┌────────

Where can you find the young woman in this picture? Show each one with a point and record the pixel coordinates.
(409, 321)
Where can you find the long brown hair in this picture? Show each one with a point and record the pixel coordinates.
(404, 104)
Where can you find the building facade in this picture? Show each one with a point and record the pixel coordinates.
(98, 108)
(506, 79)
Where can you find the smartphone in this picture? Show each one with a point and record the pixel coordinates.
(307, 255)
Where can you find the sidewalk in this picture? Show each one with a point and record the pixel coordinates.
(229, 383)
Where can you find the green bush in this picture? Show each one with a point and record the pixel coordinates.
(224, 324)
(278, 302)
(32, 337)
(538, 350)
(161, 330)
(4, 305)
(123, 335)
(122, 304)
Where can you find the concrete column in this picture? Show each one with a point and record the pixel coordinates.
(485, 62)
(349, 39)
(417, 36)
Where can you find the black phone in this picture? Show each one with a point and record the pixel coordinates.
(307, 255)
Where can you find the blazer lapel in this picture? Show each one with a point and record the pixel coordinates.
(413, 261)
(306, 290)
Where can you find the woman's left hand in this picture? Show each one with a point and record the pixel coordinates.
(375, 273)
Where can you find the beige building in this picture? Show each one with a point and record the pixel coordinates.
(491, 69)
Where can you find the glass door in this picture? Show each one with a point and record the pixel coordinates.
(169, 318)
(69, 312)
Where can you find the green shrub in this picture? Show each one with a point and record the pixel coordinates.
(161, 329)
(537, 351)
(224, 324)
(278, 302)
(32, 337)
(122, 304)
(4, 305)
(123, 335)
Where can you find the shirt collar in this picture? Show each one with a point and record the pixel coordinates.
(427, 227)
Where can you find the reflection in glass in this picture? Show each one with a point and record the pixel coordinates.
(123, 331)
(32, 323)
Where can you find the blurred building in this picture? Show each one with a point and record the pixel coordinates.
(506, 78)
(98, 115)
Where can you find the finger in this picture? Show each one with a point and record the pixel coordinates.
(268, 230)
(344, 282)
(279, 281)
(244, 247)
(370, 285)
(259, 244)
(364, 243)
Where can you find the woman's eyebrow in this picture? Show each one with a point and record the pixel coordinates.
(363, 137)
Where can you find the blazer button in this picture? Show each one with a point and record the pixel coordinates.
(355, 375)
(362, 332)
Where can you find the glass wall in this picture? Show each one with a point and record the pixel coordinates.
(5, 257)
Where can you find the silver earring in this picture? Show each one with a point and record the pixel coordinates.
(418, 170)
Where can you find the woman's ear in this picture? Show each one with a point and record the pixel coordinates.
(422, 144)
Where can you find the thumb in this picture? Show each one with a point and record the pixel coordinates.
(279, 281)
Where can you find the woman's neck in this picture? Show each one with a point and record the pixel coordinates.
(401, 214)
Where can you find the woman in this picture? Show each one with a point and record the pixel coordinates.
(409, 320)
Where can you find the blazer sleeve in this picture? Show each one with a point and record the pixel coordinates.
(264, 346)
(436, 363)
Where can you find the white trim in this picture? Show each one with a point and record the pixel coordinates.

└────────

- TASK DESCRIPTION
All of the material above needs to be retyped word for word.

- WRITTEN REPLY
Where can you find the young woman in this picture? Show each one with a point and record the pixel coordinates.
(409, 321)
Where can you find the long brown hair in this picture? Show each one with a point and record the pixel coordinates.
(404, 104)
Where can you find the building facade in this picture? Show each one with a point and record the pixel coordinates.
(98, 108)
(506, 79)
Where can you find the smartphone in this picture? Show each one with a point and record the pixel coordinates.
(307, 255)
Where can you find the sidewalk in this picture? Show each one with a point and record the pixel coordinates.
(229, 383)
Where can you find the green bush in this picture? Show each one with a point and record the pixel coordinates.
(224, 324)
(278, 302)
(32, 337)
(538, 350)
(161, 330)
(4, 305)
(123, 335)
(122, 304)
Where can you find the concrete column in this picture? Show each one with a point and record the pixel coordinates.
(485, 62)
(349, 39)
(417, 36)
Where can you find the black phone in this picture? Show each one with a point and record the pixel coordinates.
(307, 255)
Where can you find the blazer lapel in this picture? Show each one with a point and record the pixel coordinates.
(413, 261)
(306, 290)
Where can you find the woman's left hand in this picture? Show each one with a point and record the pixel coordinates.
(375, 273)
Where can you find the beige building in this picture? Show each one with a point and record the pixel coordinates.
(491, 69)
Where can you find the glass door in this picture? Show each one with a point and record the pixel coordinates.
(169, 318)
(69, 312)
Where can you find the green shrub in this picture? Show each one with a point and record the pixel coordinates.
(161, 329)
(537, 351)
(224, 324)
(278, 302)
(32, 337)
(122, 304)
(4, 305)
(123, 335)
Where can you find the shirt collar in this picture? Show each one with a point and record the pixel coordinates.
(427, 227)
Where can you find the reflection in glass in this picture? Show each one with a point and record the pixel coordinates.
(123, 331)
(32, 323)
Where can you find the blurred building in this picture? Show each one with a point and record the pixel coordinates.
(506, 78)
(98, 115)
Where can you find the finger in this picture? Show each one with a point and record the pixel coordinates.
(268, 230)
(344, 282)
(279, 281)
(244, 247)
(370, 285)
(259, 244)
(364, 243)
Where can you find the woman's eyebrow in this picture? Show each one with a point and record the pixel coordinates.
(363, 137)
Where can you find the blazer button in this picture? Show each one with a point and record the pixel coordinates.
(355, 375)
(362, 332)
Where can you find the glass wall in this picture? Show each one with a point and record the pixel coordinates.
(5, 257)
Where can you find the silver earring in this picture? Show each one with a point and record the pixel coordinates.
(418, 170)
Where can you find the woman's ear in this picture? Show each one with a point and record the pixel coordinates.
(422, 144)
Where can you find the thumb in this picture? Show each one with a point and record the pixel coordinates.
(279, 281)
Where can you find the woman's neck in this picture? Show each one with a point and record the pixel coordinates.
(401, 214)
Where can you find the woman in this picture? Show each one with a point and record the pixel coordinates.
(409, 320)
Where can you find the blazer sleeve in this picture? Show each one with a point and record the pixel coordinates.
(264, 346)
(436, 363)
Where can you find the white trim in this picture? Show each one with a point and record the pixel coordinates.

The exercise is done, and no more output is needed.